Excerpted passage:
Re: Allow RegionCoprocessorEnvironment to register custom scanners?

Posted by Andrew Purtell <ap...@apache.org>.
Thanks Lars. You are the first to try this. Please file a jira, this is a bug if you cannot accomplish what you want here.
 
> there should be a RegionScanner interface that includes: public HRegionInfo getRegionName();

I think this is the answer, and a small refactor.

Best regards,


   - Andy

Problems worthy of attack prove their worth by hitting back. - Piet Hein (via Tom White)


>________________________________
>From: lars hofhansl <lh...@yahoo.com>
>To: Andrew Purtell <ap...@apache.org>; "user@hbase.apache.org" <us...@hbase.apache.org>
>Sent: Thursday, August 11, 2011 11:19 PM
>Subject: Re: Allow RegionCoprocessorEnvironment to register custom scanners?
>
>Hmm...
>
>
>Here's what I get when I try to wrap a scanner in my own Scanner implementation:
>
>
>java.io.IOException: InternalScanner implementation is expected to be HRegion.RegionScanner.
>        at org.apache.hadoop.hbase.regionserver.HRegionServer.next(HRegionServer.java:2023)
>        at sun.reflect.NativeMethodAccessorImpl.invoke0(Native Method)
>        at sun.reflect.NativeMethodAccessorImpl.invoke(NativeMethodAccessorImpl.java:57)
>        at sun.reflect.DelegatingMethodAccessorImpl.invoke(DelegatingMethodAccessorImpl.java:43)
>        at java.lang.reflect.Method.invoke(Method.java:616)
>        at org.apache.hadoop.hbase.ipc.WritableRpcEngine$Server.call(WritableRpcEngine.java:314)
>        at org.apache.hadoop.hbase.ipc.HBaseServer$Handler.run(HBaseServer.java:1225)
>
>
>Indeed in HRegionServer.next(...) I see this:
>...
>
>    InternalScanner s = this.scanners.get(scannerName);
>
>...
>
>      // Call coprocessor. Get region info from scanner.
>      HRegion region = null;
>      if (s instanceof HRegion.RegionScanner) {
>        HRegion.RegionScanner rs = (HRegion.RegionScanner) s;
>        region = getRegion(rs.getRegionName().getRegionName());
>      } else {
>        throw new IOException("InternalScanner implementation is expected " +
>            "to be HRegion.RegionScanner.");
>      }
>
>Forcing all scanners created in {pre|post}OpenScanner to be subclasses of RegionScanner is not right.

Exercise goal: In the HBase thread, what IOException message appears when a scanner is wrapped in a custom Scanner implementation? The records have no connection to the HBase thread.

(Stored data entries)
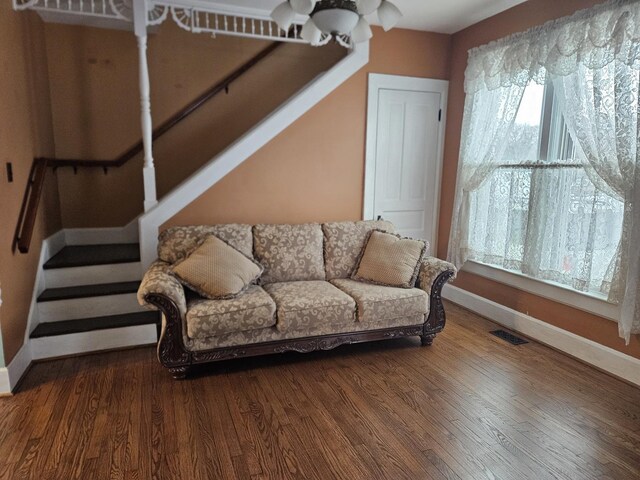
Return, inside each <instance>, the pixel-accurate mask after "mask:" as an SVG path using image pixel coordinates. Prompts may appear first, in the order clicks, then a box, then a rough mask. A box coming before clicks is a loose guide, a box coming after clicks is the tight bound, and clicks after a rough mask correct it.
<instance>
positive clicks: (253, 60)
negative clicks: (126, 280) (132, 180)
mask: <svg viewBox="0 0 640 480" xmlns="http://www.w3.org/2000/svg"><path fill="white" fill-rule="evenodd" d="M282 45H283V43H282V42H273V43H272V44H271V45H269V46H268V47H266V48H264V49H263V50H261V51H260V52H259V53H258V54H257V55H256V56H254V57H253V58H251V59H250V60H249V61H247V62H246V63H244V64H243V65H242V66H240V67H239V68H238V69H236V70H235V71H234V72H233V73H231V74H230V75H227V76H226V77H225V78H224V79H222V80H221V81H219V82H218V83H216V84H215V85H214V86H213V87H211V88H209V89H207V90H206V91H205V92H204V93H202V94H201V95H200V96H198V97H197V98H196V99H194V100H193V101H191V102H189V104H188V105H187V106H185V107H184V108H182V109H181V110H180V111H178V112H177V113H176V114H174V115H172V116H171V117H170V118H169V119H168V120H166V121H165V122H163V123H162V124H161V125H160V126H158V127H157V128H155V129H154V130H153V134H152V138H153V140H156V139H158V138H160V137H161V136H162V135H164V134H165V133H167V132H168V131H169V130H171V129H172V128H173V127H175V126H176V125H177V124H179V123H180V122H181V121H182V120H184V119H185V118H187V117H188V116H189V115H191V114H192V113H193V112H195V111H196V110H198V109H199V108H200V107H202V106H203V105H204V104H205V103H207V102H208V101H209V100H211V99H212V98H213V97H215V96H216V95H218V94H219V93H220V92H223V91H226V92H228V91H229V85H231V83H232V82H234V81H236V80H237V79H238V78H240V77H241V76H242V75H244V74H245V73H246V72H247V71H248V70H250V69H251V68H252V67H254V66H255V65H256V64H257V63H259V62H260V61H261V60H263V59H264V58H265V57H267V56H268V55H270V54H271V53H272V52H273V51H274V50H276V49H277V48H279V47H280V46H282ZM143 149H144V145H143V143H142V140H140V141H139V142H138V143H136V144H135V145H133V146H132V147H131V148H129V149H128V150H127V151H126V152H124V153H123V154H122V155H120V156H119V157H118V158H116V159H114V160H79V159H68V158H46V157H38V158H34V159H33V163H32V164H31V172H30V173H29V181H28V183H27V188H26V190H25V193H24V198H23V200H22V206H21V207H20V215H19V217H18V224H17V225H16V231H15V234H14V236H13V244H12V246H11V249H12V251H13V252H15V250H16V247H17V248H18V250H19V251H20V253H28V252H29V245H30V244H31V237H32V236H33V229H34V227H35V223H36V216H37V214H38V204H39V203H40V197H41V195H42V188H43V186H44V180H45V178H46V172H47V167H52V168H54V169H56V168H58V167H73V168H78V167H88V168H103V169H105V171H106V169H107V168H113V167H116V168H117V167H121V166H122V165H124V164H125V163H127V162H128V161H129V160H131V159H132V158H133V157H135V156H136V155H137V154H139V153H140V152H142V151H143Z"/></svg>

Output of the task: "InternalScanner implementation is expected to be HRegion.RegionScanner."